- _Source document_
# # # # # # #
I’m reminded of Thomas Hardy’s ‘Darkling Thrush’ – a cousin of our hopeful robin. As the poem progresses, we read:
At once a voice arose among
The bleak twigs overhead
In a full-hearted evensong
Of joy illimited;
An aged thrush, frail, gaunt, and small,
In blast-beruffled plume,
Had chosen thus to fling his soul
Upon the growing gloom.
So little cause for carolings
Of such ecstatic sound
Was written on terrestrial things
Afar or nigh around,
That I could think there trembled through
His happy good-night air
Some blessed Hope, whereof he knew
And I was unaware.
The difference, of course, between me and Hardy (putting aside his brilliance as a writer against my own efforts) is this: there is a ‘blessed Hope’ and I am not ‘unaware’. I have found God to be all-knowing and all-loving, and the robin’s song does remind me to look up and to be of good cheer.
Sometimes we need to take the lead, and there are enough voices of discouragement out there right now, while this lone robin’s simple song tells me to pull myself together. At this time of year, an early bird singing outside a window is likely to be a robin, and of course we can acquaint ourselves with this particular song. Like him, shouldn’t we be the first to proclaim our offer of hope? To reassure others that all is not lost? That a new day beckons, that it’s worth picking ourselves up and going on? While he may only be singing to re-establish a bond or to proclaim his territory, he is getting on with it, and just the brilliance of his song piercing through the night air, not waiting for dawn, not put off by low light, encourages me. I believe our creator God knew these moments would feel uplifting, and in his goodness he made us a world that we can delight in and enjoy, when personal or even national circumstances may depress us.
# # # # # # #
- _Exercises_
• A. In the poem lines quoted in the reflection on the robin's song, which words describe the thrush in the line that introduces it?
• B. According to the reflection on the robin's song, what two reasons might the robin have for singing?
• C. Pick up the reflection on the robin's song after its final sentence and carry it on.

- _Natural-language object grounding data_
# # # # # # #
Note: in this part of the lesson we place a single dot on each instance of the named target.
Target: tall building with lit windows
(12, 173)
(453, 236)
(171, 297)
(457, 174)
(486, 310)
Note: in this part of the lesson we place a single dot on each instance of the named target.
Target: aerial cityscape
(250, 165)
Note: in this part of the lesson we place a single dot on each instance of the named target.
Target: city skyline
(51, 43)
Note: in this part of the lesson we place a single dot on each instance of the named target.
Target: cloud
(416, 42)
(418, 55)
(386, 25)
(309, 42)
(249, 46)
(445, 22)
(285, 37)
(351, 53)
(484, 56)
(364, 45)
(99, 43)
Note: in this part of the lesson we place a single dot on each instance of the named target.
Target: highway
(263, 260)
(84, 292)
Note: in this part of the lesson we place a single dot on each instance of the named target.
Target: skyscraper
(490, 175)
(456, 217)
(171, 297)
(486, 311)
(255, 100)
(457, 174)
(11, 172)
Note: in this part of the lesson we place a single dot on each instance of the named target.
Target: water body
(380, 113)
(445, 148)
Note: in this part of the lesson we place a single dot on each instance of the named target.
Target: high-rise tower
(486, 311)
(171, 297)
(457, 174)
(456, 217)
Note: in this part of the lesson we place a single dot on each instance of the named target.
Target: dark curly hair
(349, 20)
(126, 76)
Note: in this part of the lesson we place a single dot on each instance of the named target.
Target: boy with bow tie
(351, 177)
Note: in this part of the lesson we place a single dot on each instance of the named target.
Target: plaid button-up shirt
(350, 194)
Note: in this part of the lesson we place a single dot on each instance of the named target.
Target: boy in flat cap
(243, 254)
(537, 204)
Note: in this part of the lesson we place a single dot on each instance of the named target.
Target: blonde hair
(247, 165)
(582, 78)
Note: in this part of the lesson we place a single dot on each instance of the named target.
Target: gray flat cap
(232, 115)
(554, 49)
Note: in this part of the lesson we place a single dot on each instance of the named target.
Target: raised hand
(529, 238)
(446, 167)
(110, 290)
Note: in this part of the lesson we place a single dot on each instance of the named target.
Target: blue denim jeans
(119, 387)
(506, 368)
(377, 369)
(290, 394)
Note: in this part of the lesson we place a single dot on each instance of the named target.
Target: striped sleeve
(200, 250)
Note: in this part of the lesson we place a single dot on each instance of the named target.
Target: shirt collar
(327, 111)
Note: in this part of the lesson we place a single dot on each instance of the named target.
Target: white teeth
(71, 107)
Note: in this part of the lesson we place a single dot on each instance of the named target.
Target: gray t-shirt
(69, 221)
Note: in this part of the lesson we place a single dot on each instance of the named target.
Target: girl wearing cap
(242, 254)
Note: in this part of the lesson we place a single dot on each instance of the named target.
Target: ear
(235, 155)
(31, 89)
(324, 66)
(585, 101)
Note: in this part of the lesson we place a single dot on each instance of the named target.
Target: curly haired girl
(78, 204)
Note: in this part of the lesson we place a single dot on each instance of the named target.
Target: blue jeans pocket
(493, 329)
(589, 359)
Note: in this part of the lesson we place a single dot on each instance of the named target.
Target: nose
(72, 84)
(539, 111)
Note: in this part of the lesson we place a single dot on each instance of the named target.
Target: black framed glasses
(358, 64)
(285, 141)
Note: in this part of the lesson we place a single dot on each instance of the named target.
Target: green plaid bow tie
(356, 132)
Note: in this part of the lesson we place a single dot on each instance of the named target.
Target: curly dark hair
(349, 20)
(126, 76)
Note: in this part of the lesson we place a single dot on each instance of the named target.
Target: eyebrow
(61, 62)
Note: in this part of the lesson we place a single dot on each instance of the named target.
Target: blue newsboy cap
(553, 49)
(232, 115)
# # # # # # #
- _Exercise responses_
• A. aged, frail, gaunt, small

• B. To re-establish a bond or to proclaim his territory.

• C.
I’m wondering if there is, perhaps, a beauty in the distilling of nature, in the absence of so much of what we enjoy – the flowers, the sunshine, the multitude of summer birds and their song – in having to wait, like small children caught up in the anticipation of Christmas day? This robin’s song is all the more precious because these encounters feel rare at this point in the year. The robin, our national bird and ever hopeful songster, has become something of an emblem in December.
I’ll leave you with a fact about him to ponder, whether you spot him today on a Christmas card or a fence post, and it’s this: every individual robin bears ‘a unique breast pattern, which means they can be identified as individuals’; something like our fingerprints, I guess. How wildly creative is our God, to lavish such attentive detail on these little birds that to us look the same, for even experts struggle to tell male and female apart. For what purpose is the ‘bespokeness’ other than his sheer delight in creation? Or can robins identify each other in this way?
The robin is not simple at all but exquisite, and ‘fearfully and wonderfully made’.
How much more so are we. As his people, it’s vital that we continue to offer him praise and speak out our eternal hope, as Christmas starts to look a little different to how we planned it this year.
“Let your unfailing love surround us, LORD, for our hope is in you alone.’
 The Nation’s Favourite Bird: On 7th May 2015, the day of the general election, another vote was taking place, in which the robin received over 34% of votes. Over 200,000 voters gave their opinions here, and I myself was one of them! Interestingly, back on December 15th 1960, the robin was voted for as Britain’s National Bird, too.